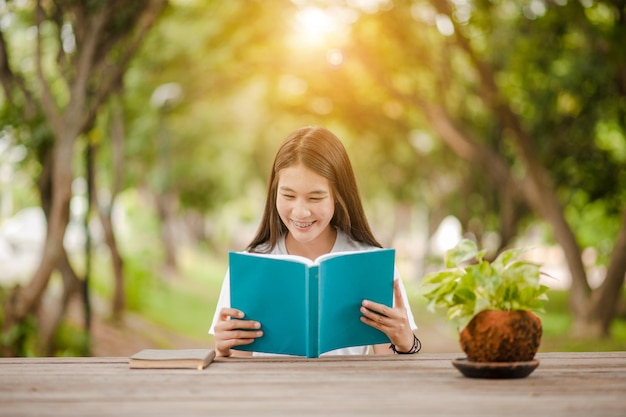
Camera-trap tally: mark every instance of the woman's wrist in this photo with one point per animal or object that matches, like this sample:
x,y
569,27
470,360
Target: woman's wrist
x,y
417,345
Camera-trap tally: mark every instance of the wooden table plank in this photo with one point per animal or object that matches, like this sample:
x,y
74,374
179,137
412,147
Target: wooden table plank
x,y
572,384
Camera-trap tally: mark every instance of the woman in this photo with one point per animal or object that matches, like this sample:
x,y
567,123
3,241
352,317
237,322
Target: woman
x,y
313,207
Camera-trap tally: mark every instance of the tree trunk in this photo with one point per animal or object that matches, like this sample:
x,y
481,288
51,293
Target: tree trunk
x,y
167,207
604,303
25,301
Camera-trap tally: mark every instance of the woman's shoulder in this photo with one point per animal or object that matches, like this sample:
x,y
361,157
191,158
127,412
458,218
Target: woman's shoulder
x,y
345,243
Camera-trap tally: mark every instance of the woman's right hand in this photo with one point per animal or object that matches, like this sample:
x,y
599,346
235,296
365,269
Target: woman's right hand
x,y
229,333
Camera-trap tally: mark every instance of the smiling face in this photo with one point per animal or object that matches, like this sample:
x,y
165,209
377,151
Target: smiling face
x,y
306,205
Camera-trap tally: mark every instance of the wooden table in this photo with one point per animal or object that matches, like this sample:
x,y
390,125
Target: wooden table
x,y
564,384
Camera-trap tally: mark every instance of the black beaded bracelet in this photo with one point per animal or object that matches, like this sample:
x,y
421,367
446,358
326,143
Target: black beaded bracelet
x,y
417,346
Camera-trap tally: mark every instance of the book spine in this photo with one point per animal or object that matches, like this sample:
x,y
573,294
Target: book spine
x,y
313,285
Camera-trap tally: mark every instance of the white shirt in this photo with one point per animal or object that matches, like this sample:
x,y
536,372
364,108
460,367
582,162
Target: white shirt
x,y
343,243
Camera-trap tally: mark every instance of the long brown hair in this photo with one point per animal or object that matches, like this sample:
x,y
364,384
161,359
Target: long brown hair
x,y
322,152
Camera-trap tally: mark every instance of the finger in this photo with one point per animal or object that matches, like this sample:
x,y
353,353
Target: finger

######

* **To do**:
Write out the data above exactly, minus any images.

* **Response to this exercise**:
Camera-trap tally: mark every instance of the woman's wrist in this photo with one point per animal or object that matches, like this sample:
x,y
569,27
470,360
Target: woman's wrist
x,y
417,345
Camera-trap tally: mark every instance of the wooden table plank in this photo with one point per animal or object that matches, like this sample:
x,y
74,374
179,137
412,147
Target: wooden table plank
x,y
572,384
Camera-trap tally: mark every instance of the woman in this photo with one point per animal or object that matches, like this sample:
x,y
567,123
3,241
352,317
237,322
Target: woman
x,y
313,207
Camera-trap tally: mark every instance of the tree trunk in this photo with one point per animal or object that matches, like this sample:
x,y
481,288
51,293
Target: tree trunk
x,y
167,207
604,303
25,301
Camera-trap tally: mark every instance of the woman's shoulder in this photo with one point per animal or object that matches, like this sample:
x,y
361,157
191,158
127,412
458,218
Target: woman's shoulder
x,y
345,243
Camera-trap tally: mark every instance of the woman's right hand in this photo with one point per animal or object that matches, like this sample:
x,y
599,346
235,296
365,269
Target: woman's right hand
x,y
229,333
Camera-trap tally: mark every instance of the smiling face in this photo with one point per animal or object that matches, like this sample:
x,y
165,209
377,151
Target: smiling face
x,y
306,205
Camera-trap tally: mark every instance of the wooden table in this photo with one point per animal or object that matches, like this sample:
x,y
390,125
Target: wooden table
x,y
564,384
Camera-trap tally: mark every instance of the black beaded bracelet in this photo with one point per animal or object that matches, like this sample:
x,y
421,367
446,358
326,143
Target: black beaded bracelet
x,y
417,346
Camera-trap tally: mark every instance of the book spine in this photo with one point per animal or object that matches, like this sample:
x,y
573,294
Target: book spine
x,y
313,285
Camera-trap tally: mark every instance of the white shirt in this photo with one point per animal or object that matches, like this sample:
x,y
536,372
364,108
460,367
582,162
Target: white shirt
x,y
343,243
Camera-trap tally: mark every instance of the long brown hair in this photo with one point per animal or object that matches, like this sample:
x,y
364,384
161,359
Target: long brown hair
x,y
322,152
Camera-trap tally: mark every instance of the finger in this photo with one point per animal or object that matches, like this sample:
x,y
353,353
Target: finger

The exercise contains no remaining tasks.